◆ **Raw data**:
___
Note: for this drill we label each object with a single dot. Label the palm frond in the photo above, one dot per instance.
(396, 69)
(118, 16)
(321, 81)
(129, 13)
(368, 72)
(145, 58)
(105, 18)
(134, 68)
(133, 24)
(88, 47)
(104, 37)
___
◆ **Aim**:
Reproduce each item above word for word, leaving nothing out and changing nothing.

◆ **Answer for the task**:
Note: for this drill we label each object with a single dot. Label the palm frond in the photo above, one dot per instance.
(396, 69)
(118, 16)
(321, 81)
(129, 13)
(368, 72)
(145, 58)
(105, 18)
(134, 68)
(133, 24)
(88, 47)
(104, 37)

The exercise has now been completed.